Fragmento de texto |
<<<<

Como el ejercicio de las facultades intelectuales y morales necesita la concomitancia de ciertas funciones orgánicas, la pereza tiene lugar en los actos del espíritu como en los del cuerpo. No es el espíritu quien se cansa, sino los órganos corporales que le sirven, pero el resultado viene a ser el mismo. Así es que hay a veces una pereza de pensar y aun de querer tan poderosa como la de hacer cualquier trabajo corpóreo. Y es de notar que estas dos clases de pereza no siempre son simultáneas, pudiendo existir la una sin la otra. La experiencia atestigua que la fatiga puramente corporal o del sistema muscular no siempre produce postración intelectual y moral, y no es raro estar sumamente fatigado de cuerpo y sentir muy activas las facultades del espíritu. Al contrario, después de largos e intensos trabajos mentales, a veces se experimenta un verdadero placer en ejercitar las fuerzas físicas cuando las intelectuales han llegado ya a un estado de completa postración. Estos fenómenos no son difíciles de explicar si se advierte que las alteraciones del sistema muscular distan mucho de guardar proporción con las del sistema nervioso.

§ XXVIII: Razones que confirman lo dicho sobre el origen de la pereza

En prueba de que la pereza es un instinto de precaución contra el sufrimiento que nace del ejercicio de las facultades se puede observar: Primero, que cuando este ejercicio produce placer no sólo no hay repugnancia a la acción, sino que hay inclinación hacia ella. Segundo, que la repugnancia al trabajo es más poderosa antes de empezarle, porque entonces es necesario un fuerzo para poner en acción los órganos o miembros. Tercero, que la repugnancia es nula cuando, desplegado ya el movimiento, no ha transcurrido aún el tiempo suficiente para hacer sentir el cansancio que nace del quebranto de las fuerzas. Cuarto, que la repugnancia renace y se aumenta a medida que este quebranto se verifica. Quinto, que los más vivos adolecen más de este mal porque experimentan antes el sufrimiento. Sexto, que los de índole versátil y ligera suelen tener el mismo defecto por la sencilla razón de que a más del esfuerzo que exige el trabajo han menester otro para sujetarse a sí mismos, venciendo su propensión a variar de objeto.

§ XXIX: La inconstancia: su naturaleza y origen

La inconstancia, que en apariencia no es más que un exceso de actividad, pues que nos lleva continuamente a ocuparnos de cosas diferentes, no es más que la pereza bajo un velo hipócrita. El inconstante substituye un trabajo a otro porque así se evita la molestia que experimenta con la necesidad de sujetar su atención y acción a un objeto determinado. Así es que todos los perezosos suelen ser grandes proyectistas, porque el excogitar proyectos es cosa que ofrece campo a vastas divagaciones que no exigen esfuerzo para sujetar el espíritu; también suelen ser amigos de emprender muchas cosas, sucesiva o simultáneamente, siempre con el bien entendido de no llevar a cabo ninguna.

>>>>

Extractos de entradas |
<<<<

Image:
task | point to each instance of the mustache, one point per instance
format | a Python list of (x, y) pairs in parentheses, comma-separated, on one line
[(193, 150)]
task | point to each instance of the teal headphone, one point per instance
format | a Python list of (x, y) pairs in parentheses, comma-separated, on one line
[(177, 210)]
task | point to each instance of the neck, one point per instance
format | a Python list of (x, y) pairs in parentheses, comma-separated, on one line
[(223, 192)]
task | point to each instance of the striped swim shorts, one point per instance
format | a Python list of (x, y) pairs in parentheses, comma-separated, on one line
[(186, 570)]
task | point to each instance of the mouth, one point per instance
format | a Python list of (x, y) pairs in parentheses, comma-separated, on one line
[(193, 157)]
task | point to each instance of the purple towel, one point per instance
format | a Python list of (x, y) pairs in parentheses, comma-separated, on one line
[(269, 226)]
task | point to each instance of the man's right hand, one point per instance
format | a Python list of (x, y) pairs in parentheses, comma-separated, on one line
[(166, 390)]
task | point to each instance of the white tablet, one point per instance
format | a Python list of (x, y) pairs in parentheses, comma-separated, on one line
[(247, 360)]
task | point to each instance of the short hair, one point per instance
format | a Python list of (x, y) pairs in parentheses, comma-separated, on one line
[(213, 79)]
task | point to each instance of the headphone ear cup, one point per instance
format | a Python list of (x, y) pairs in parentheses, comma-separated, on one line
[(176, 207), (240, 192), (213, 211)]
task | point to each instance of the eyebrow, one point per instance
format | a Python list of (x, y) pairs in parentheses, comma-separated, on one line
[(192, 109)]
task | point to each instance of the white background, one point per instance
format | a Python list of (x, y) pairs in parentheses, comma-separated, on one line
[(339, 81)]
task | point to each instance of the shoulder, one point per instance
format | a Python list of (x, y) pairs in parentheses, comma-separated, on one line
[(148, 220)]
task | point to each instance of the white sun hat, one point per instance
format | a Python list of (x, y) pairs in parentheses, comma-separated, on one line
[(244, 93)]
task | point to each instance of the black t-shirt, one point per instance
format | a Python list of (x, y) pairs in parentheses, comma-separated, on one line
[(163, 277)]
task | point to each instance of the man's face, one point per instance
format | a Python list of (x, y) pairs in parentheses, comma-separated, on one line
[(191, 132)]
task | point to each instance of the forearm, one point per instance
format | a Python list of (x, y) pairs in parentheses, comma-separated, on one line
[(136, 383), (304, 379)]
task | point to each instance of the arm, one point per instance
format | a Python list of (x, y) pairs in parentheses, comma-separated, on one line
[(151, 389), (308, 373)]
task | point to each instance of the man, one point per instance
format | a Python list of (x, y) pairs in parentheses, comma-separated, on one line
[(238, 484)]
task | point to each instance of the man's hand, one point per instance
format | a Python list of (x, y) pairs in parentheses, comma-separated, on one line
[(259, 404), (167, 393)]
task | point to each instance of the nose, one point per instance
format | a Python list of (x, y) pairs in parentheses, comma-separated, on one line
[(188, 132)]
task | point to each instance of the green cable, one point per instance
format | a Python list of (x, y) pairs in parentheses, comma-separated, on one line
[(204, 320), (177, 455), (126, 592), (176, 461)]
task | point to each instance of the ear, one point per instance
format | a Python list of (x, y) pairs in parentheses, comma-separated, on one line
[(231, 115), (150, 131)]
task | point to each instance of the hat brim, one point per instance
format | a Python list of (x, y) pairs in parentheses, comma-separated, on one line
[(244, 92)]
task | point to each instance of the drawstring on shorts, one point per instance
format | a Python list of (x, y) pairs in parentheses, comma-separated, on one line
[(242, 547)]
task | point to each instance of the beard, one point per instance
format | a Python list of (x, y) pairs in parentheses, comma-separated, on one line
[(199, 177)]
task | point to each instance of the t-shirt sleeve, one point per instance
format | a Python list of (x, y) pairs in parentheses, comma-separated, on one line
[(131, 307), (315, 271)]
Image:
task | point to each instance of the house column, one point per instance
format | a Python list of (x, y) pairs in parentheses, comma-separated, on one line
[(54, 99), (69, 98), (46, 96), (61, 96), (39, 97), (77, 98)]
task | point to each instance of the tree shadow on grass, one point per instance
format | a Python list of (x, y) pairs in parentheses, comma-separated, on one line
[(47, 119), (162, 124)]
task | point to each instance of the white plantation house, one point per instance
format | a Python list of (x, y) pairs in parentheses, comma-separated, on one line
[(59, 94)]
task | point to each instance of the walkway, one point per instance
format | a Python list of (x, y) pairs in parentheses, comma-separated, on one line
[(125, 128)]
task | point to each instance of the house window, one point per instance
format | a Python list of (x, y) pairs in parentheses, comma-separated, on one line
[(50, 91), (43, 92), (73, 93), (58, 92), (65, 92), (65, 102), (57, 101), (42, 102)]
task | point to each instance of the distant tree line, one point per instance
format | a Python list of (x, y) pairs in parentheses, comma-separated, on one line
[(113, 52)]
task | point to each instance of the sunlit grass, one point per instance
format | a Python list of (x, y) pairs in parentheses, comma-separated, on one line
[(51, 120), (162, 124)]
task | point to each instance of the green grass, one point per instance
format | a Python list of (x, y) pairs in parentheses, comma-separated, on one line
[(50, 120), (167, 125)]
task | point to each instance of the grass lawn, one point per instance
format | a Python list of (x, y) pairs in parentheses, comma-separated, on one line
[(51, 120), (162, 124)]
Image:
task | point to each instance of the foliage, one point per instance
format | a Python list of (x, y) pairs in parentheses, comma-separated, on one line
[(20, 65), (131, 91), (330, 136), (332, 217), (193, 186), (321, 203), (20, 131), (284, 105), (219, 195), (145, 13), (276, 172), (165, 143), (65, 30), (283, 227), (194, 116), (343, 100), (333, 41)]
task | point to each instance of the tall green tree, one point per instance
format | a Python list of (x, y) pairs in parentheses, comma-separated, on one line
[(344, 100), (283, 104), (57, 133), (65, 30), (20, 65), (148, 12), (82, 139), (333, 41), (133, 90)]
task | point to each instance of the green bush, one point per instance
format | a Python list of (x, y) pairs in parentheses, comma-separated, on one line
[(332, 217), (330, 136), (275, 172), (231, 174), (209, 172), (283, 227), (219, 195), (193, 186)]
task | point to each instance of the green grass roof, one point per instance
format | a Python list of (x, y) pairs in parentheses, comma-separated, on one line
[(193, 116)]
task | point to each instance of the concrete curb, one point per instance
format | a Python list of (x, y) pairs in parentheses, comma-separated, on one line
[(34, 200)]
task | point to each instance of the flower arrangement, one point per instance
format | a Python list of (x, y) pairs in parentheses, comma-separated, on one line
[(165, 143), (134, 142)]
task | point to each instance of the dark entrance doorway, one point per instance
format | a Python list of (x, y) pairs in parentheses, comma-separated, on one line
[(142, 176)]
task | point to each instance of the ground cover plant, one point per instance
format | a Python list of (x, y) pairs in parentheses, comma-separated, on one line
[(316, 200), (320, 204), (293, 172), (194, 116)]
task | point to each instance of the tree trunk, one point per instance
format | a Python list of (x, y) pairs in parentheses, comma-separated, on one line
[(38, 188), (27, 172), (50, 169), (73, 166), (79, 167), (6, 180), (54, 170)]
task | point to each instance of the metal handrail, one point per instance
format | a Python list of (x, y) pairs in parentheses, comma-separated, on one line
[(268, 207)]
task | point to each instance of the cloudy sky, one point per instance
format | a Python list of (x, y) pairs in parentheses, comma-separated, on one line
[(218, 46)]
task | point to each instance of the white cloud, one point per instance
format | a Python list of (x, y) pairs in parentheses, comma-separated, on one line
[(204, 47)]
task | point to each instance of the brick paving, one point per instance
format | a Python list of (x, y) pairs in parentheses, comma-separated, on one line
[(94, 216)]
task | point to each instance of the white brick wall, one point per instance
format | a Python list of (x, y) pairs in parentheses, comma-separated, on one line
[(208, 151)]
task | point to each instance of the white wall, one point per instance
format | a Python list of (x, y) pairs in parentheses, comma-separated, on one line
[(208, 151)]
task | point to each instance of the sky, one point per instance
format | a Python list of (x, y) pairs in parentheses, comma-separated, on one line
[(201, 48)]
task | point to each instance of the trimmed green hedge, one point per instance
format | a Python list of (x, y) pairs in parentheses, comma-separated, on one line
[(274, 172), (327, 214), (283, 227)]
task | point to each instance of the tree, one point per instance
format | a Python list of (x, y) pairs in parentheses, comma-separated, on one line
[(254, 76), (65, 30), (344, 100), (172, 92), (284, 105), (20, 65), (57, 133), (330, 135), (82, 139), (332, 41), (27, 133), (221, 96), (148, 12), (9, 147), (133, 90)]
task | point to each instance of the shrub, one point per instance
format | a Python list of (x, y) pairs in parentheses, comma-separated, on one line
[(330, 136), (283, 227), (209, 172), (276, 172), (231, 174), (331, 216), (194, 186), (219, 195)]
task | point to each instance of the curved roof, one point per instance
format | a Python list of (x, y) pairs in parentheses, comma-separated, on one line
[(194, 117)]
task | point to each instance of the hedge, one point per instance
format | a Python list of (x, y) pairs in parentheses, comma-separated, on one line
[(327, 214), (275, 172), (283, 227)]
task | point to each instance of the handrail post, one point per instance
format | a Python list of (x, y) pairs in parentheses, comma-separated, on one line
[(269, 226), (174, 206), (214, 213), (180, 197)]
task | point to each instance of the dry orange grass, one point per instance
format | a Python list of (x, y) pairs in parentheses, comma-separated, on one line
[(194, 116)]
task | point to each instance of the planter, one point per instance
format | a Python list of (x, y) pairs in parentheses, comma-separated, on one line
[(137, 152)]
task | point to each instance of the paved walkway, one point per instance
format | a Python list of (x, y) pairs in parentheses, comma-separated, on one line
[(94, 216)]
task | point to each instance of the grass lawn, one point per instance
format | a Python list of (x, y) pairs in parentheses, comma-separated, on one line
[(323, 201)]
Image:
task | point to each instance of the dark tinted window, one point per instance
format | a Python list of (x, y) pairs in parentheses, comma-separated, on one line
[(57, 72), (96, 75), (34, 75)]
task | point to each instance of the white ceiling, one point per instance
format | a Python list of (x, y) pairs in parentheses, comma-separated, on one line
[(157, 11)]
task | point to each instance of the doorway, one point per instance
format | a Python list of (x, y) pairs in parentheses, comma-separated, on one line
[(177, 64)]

>>>>

Tareas |
A) Según el fragmento sobre la pereza, ¿qué es en realidad la inconstancia?
B) Reescala las entradas desde la línea que contiene "task | point to each instance of the house window, one" hasta la línea que contiene "101), (42, 102)]", ambas incluidas. Reprodúcelas todas, también las indicaciones, pero multiplica por 0,5 cada coordenada de las respuestas y redondea al entero (las mitades hacia arriba).
El fragmento de texto y las entradas proceden de fuentes distintas.

Soluciones |
A) Es la pereza bajo un velo hipócrita.

B)
task | point to each instance of the house window, one point per instance
format | a Python list of (x, y) pairs in parentheses, comma-separated, on one line
[(25, 46), (22, 46), (37, 47), (29, 46), (33, 46), (33, 51), (29, 51), (21, 51)]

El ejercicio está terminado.